Cheesy Crab & Cornbread Stuffed Mushrooms are a Southern-inspired appetizer that blends creamy crab filling with sweet cornbread and savory cheese, all tucked into tender mushroom caps. They’re flavorful, elegant, and perfect for parties or cozy nights in.


Ingredients

  • 20 large white or cremini mushrooms, stems removed
  • 1 cup cooked cornbread, crumbled
  • 6 oz lump crab meat (fresh or canned, drained)
  • 4 oz cream cheese, softened
  • 1/2 cup shredded cheddar or Monterey Jack cheese
  • 2 green onions, finely chopped
  • 2 cloves garlic, minced
  • 1 tsp Old Bay seasoning or Cajun seasoning
  • 1 tbsp butter or olive oil
  • Salt and pepper to taste
  • 1 tbsp chopped fresh parsley (optional, for garnish)

Instructions

  1. Preheat oven to 375°F (190°C) and prepare a baking sheet with parchment paper or non-stick spray.
  2. Clean mushrooms with a damp cloth and remove stems. Set caps aside.
  3. In a skillet, heat butter or olive oil and sauté garlic and green onions for 1 minute until fragrant.

========

*EXERCISE TASKS*
a. How much lump crab meat does the stuffed mushroom recipe call for?
b. Repeat word for word the stretch of the stuffed mushroom recipe from "Ingredients" through "(optional, for garnish)".

*GIVEN ENTRIES*
========

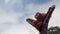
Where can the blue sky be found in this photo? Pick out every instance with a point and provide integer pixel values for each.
(13, 14)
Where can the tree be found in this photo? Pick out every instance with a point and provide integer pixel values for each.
(54, 30)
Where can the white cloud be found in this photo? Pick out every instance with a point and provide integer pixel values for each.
(21, 29)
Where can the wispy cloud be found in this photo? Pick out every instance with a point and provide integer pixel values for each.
(15, 12)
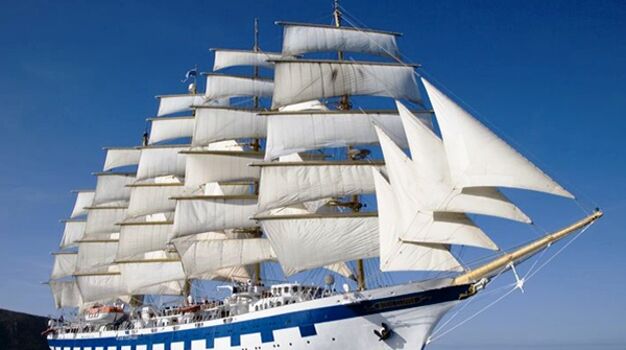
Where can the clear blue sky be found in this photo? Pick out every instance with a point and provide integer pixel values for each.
(551, 75)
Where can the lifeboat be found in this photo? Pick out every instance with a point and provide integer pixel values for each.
(103, 314)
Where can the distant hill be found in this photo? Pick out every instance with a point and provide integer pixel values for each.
(19, 331)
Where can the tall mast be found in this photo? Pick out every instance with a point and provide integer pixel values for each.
(256, 142)
(344, 105)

========

*WRITTEN RESPONSES*
a. 6 oz, fresh or canned and drained

b.
Ingredients

  • 20 large white or cremini mushrooms, stems removed
  • 1 cup cooked cornbread, crumbled
  • 6 oz lump crab meat (fresh or canned, drained)
  • 4 oz cream cheese, softened
  • 1/2 cup shredded cheddar or Monterey Jack cheese
  • 2 green onions, finely chopped
  • 2 cloves garlic, minced
  • 1 tsp Old Bay seasoning or Cajun seasoning
  • 1 tbsp butter or olive oil
  • Salt and pepper to taste
  • 1 tbsp chopped fresh parsley (optional, for garnish)